((

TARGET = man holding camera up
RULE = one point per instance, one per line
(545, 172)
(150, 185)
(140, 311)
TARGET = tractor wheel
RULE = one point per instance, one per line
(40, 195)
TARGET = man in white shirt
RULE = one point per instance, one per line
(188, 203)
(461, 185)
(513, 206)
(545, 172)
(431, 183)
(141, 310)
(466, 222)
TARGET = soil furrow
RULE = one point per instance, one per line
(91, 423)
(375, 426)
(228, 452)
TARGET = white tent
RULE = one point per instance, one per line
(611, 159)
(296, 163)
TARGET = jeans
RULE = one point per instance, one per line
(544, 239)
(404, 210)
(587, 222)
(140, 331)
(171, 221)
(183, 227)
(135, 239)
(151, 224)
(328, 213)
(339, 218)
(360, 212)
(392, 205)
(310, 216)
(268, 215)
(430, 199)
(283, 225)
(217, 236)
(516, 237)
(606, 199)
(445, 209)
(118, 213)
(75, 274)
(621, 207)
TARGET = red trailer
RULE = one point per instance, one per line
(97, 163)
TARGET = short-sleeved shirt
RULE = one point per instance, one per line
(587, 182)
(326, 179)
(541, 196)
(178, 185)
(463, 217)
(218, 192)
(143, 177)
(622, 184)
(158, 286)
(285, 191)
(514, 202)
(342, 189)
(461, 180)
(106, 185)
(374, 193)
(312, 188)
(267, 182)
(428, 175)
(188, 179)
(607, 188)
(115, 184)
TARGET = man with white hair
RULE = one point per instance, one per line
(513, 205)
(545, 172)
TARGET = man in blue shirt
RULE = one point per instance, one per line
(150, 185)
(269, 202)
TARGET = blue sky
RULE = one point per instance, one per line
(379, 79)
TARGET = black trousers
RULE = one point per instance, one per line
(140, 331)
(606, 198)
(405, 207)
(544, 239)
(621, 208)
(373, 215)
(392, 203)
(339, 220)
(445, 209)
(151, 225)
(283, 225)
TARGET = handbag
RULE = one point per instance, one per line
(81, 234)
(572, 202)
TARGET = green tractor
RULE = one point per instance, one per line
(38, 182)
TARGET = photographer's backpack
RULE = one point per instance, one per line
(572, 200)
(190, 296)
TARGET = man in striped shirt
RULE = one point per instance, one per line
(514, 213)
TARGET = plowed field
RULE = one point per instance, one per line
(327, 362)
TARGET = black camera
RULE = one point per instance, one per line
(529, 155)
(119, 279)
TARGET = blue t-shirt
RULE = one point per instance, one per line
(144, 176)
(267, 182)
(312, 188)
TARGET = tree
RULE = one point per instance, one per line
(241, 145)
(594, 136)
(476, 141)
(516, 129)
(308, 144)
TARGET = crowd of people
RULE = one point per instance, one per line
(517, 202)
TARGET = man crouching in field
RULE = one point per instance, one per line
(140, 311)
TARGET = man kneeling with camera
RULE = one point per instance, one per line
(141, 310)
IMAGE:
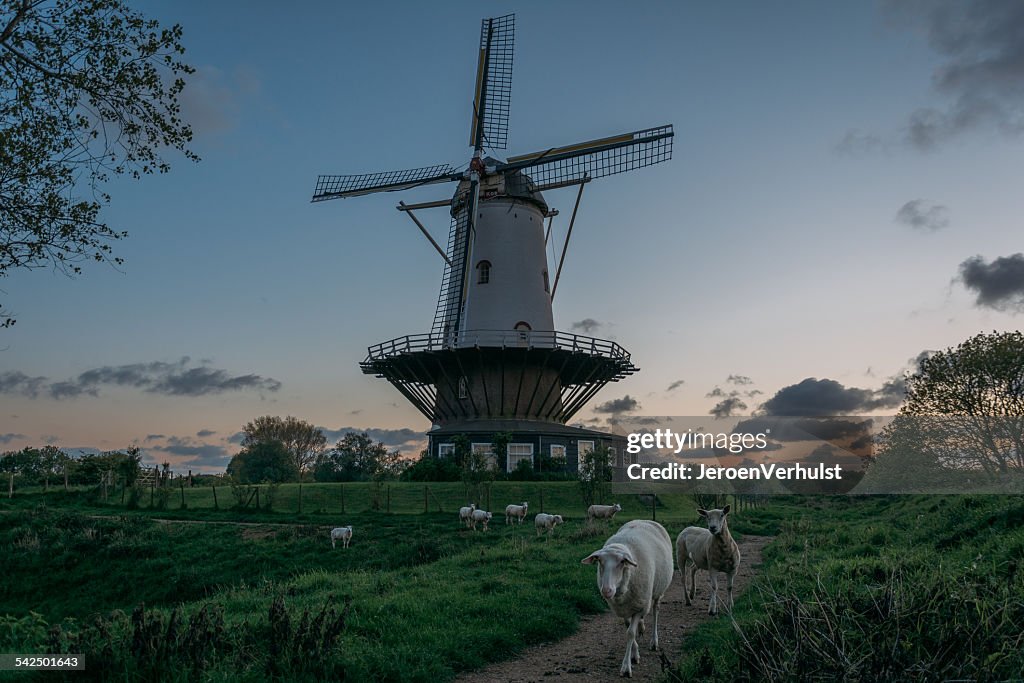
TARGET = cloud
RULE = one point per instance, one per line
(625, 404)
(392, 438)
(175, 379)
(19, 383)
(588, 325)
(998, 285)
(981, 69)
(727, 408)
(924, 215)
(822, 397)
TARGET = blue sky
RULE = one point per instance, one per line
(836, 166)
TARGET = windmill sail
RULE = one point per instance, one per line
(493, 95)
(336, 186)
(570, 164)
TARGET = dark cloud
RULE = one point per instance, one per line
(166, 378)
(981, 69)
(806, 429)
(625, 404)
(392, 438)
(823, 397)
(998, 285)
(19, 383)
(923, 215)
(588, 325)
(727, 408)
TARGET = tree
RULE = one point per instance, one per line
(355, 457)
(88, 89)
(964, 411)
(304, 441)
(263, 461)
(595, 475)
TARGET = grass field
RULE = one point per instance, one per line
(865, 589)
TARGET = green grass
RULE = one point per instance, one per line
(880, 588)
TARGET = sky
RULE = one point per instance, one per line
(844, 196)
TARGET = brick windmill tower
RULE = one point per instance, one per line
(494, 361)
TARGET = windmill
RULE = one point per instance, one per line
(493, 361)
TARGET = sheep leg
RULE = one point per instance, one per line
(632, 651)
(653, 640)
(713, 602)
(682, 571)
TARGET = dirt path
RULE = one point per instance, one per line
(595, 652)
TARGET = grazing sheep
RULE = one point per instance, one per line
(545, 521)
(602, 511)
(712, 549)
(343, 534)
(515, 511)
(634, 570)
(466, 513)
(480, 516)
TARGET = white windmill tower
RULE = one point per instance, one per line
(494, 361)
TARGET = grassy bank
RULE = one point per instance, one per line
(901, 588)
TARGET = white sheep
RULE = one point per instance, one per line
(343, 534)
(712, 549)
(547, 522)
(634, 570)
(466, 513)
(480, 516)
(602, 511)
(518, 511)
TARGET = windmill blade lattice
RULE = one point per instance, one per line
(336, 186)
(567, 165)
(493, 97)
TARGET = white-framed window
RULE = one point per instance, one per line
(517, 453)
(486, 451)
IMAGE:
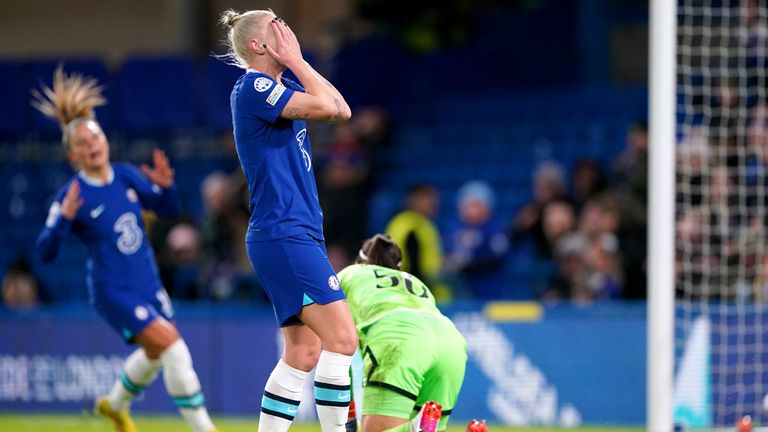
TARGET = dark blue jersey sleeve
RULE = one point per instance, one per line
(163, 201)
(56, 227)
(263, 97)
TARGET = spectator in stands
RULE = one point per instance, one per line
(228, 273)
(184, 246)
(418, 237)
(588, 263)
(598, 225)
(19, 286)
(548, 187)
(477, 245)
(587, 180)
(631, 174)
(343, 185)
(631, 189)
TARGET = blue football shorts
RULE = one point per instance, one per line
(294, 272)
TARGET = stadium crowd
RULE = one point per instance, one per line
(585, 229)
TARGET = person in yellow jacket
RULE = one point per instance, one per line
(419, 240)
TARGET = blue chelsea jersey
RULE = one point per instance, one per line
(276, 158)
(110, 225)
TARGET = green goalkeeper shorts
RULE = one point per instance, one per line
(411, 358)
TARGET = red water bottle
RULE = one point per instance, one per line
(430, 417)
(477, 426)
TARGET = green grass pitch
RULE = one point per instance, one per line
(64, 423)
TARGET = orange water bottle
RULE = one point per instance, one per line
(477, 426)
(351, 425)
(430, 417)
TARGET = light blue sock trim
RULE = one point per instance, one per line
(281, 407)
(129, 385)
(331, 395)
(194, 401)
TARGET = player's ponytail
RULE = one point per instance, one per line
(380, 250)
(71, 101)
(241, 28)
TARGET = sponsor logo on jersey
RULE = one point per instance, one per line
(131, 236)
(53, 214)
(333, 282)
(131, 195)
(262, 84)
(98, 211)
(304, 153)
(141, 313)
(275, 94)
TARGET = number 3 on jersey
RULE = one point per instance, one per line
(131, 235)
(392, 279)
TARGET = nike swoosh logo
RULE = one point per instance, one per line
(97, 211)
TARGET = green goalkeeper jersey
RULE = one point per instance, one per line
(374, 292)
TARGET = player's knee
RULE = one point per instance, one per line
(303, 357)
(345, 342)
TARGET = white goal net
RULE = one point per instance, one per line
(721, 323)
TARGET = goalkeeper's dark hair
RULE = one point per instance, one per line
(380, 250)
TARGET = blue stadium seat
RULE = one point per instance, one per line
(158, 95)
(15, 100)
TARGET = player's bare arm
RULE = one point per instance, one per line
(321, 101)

))
((

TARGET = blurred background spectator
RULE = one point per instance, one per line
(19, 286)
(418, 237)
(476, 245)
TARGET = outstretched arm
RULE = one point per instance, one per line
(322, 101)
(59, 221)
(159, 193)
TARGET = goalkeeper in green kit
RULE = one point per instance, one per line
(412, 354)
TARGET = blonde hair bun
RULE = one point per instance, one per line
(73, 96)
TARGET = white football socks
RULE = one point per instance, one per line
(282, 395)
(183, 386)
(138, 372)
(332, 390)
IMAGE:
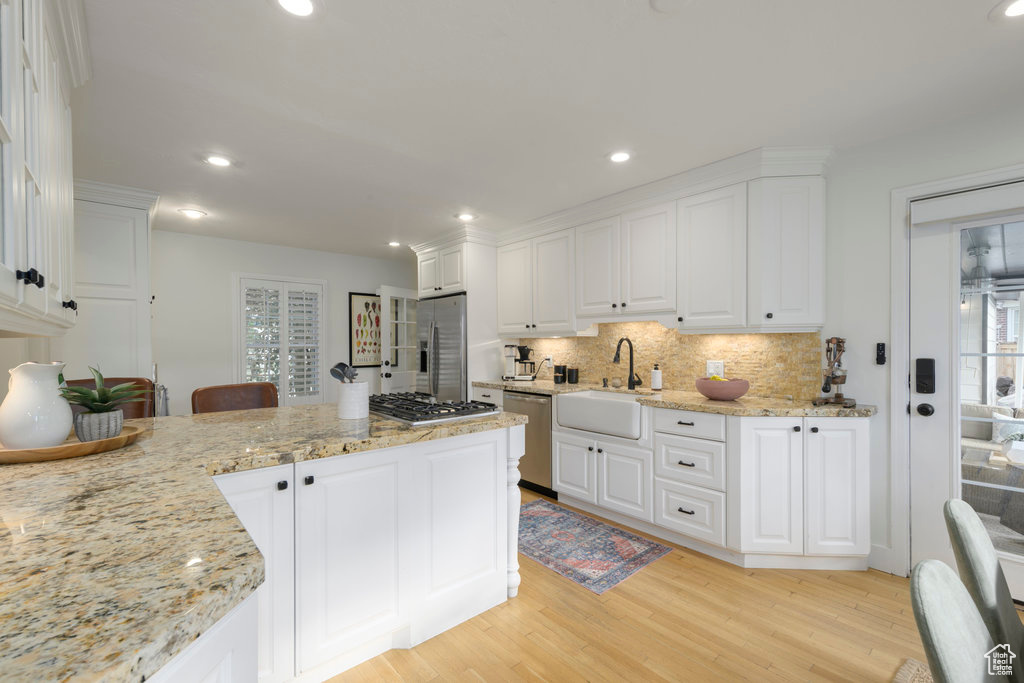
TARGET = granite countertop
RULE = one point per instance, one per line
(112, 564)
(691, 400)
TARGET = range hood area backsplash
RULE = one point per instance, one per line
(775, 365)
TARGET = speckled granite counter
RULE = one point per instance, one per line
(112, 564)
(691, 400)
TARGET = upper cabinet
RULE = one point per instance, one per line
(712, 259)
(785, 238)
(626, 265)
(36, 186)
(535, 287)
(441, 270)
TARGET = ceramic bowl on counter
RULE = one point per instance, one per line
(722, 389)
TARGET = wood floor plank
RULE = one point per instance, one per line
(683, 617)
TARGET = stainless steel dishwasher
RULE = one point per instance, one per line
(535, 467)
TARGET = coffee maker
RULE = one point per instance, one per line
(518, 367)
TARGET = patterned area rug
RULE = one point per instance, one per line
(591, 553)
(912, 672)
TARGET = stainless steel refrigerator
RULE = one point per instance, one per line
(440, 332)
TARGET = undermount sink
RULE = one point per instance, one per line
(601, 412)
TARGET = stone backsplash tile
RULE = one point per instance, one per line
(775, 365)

))

How many lines in the records contain the word "dark"? Reply with the number alone.

→ Answer to the task: 3